BEGIN PAGE EXTRACT
I think chqrlie is right when he says that the error message "assignment of read-only location '*foo'" is misleading. Actually, const int *foo (i.e. a pointer defined as pointing to a const int) does not mean that the memory addressed by the pointer is or becomes immutable per se; it just means that the memory addressed by the pointer must not be changed through this pointer; it might, however, be changed in other ways. You could define, for example a second pointer int *foo2 = &b through which you may change the value addressed by foo2.

So you may think of the pointer as being a separate view to a value at a particular memory address, and one may declare the view as read-only or not. This does, however, not effect whether the value at the particular memory address per se is immutable or not:

int main()
END PAGE EXTRACT
> _WORK TO COMPLETE_:
[a] From the const pointer explanation, output a verbatim copy of the passage from "I think chqrlie" to "addressed by foo2.".
[b] According to the const pointer explanation, what does declaring const int *foo actually mean for the memory the pointer addresses?
BEGIN DATA
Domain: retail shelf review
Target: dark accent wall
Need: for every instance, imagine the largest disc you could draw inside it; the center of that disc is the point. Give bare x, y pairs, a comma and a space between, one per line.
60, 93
END DATA
> _ANSWERS TO THE EXERCISES_:
[a]
I think chqrlie is right when he says that the error message "assignment of read-only location '*foo'" is misleading. Actually, const int *foo (i.e. a pointer defined as pointing to a const int) does not mean that the memory addressed by the pointer is or becomes immutable per se; it just means that the memory addressed by the pointer must not be changed through this pointer; it might, however, be changed in other ways. You could define, for example a second pointer int *foo2 = &b through which you may change the value addressed by foo2.

[b] That memory must not be changed through this pointer, but it might still be changed in other ways.